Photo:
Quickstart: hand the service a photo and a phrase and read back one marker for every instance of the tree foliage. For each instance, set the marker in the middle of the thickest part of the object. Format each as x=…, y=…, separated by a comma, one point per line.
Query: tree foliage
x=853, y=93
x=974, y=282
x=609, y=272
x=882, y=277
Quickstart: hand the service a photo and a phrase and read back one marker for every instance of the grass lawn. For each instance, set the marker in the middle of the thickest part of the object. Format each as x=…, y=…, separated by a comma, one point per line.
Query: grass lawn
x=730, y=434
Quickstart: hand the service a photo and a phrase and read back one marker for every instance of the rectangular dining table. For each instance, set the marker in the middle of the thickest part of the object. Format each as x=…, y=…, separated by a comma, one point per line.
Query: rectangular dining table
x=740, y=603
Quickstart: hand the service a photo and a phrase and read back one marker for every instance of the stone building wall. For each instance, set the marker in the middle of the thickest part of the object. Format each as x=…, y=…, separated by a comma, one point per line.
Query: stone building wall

■ ■ ■ ■ ■ ■ ■

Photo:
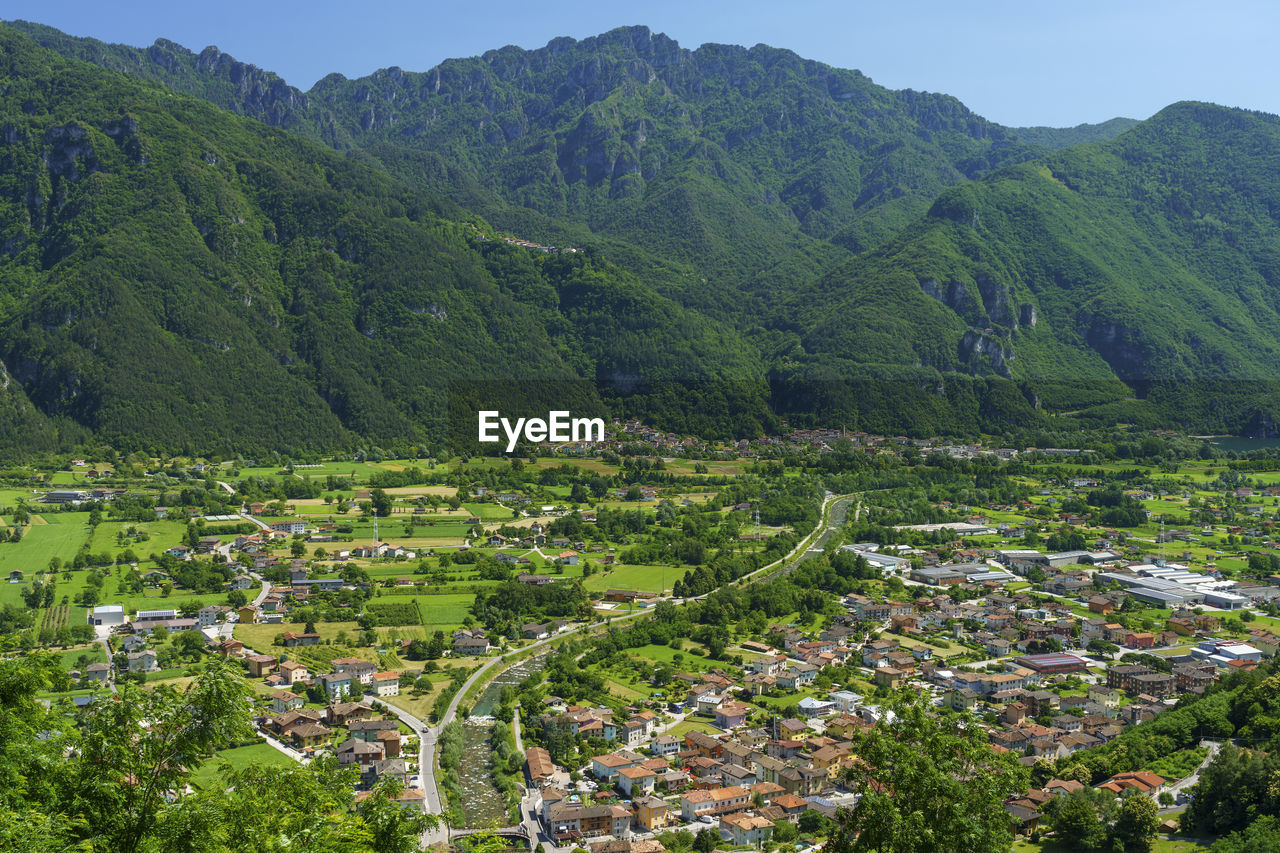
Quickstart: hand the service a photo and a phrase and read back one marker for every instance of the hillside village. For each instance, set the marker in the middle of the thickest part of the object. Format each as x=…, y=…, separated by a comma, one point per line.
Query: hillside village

■ ■ ■ ■ ■ ■ ■

** Задание **
Оформите записи со строки, где есть «of the grass», по строку с «x=740, y=603» включительно как CSV с двумя столбцами «текст» и «ответ». Каждой записи отводится одна строка, каждое поле заключено в кавычки, а переносы строк внутри поля заменены пробелами.

** Ожидаемый ответ **
текст,ответ
"Quickstart: hand the service a photo and a phrase and read back one marker for every instance of the grass lawn. For each instance, set the marker in the middle of the thickest part of the object. Format each as x=…, y=…, separated by a comma, one point per line. Query: grass lawn","x=730, y=434"
"Quickstart: hand the service a photo and a phrase and read back one marker for every instance of the rectangular dining table. For each instance, set the marker in the middle of the thickest part of the object. Format each as x=…, y=…, separated by a comma, one point per line. Query: rectangular dining table","x=740, y=603"